*Exercise description:* Keeping every line intact, print the records that follow.
════════════════
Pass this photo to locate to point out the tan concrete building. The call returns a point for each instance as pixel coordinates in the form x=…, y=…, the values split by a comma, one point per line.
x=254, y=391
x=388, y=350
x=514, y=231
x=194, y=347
════════════════
*Answer box:*
Pass this photo to locate to point out the tan concrete building. The call returns a point for each instance as pixel coordinates in the form x=…, y=…, the values split by a comma, one point per line.
x=254, y=391
x=388, y=350
x=514, y=231
x=194, y=347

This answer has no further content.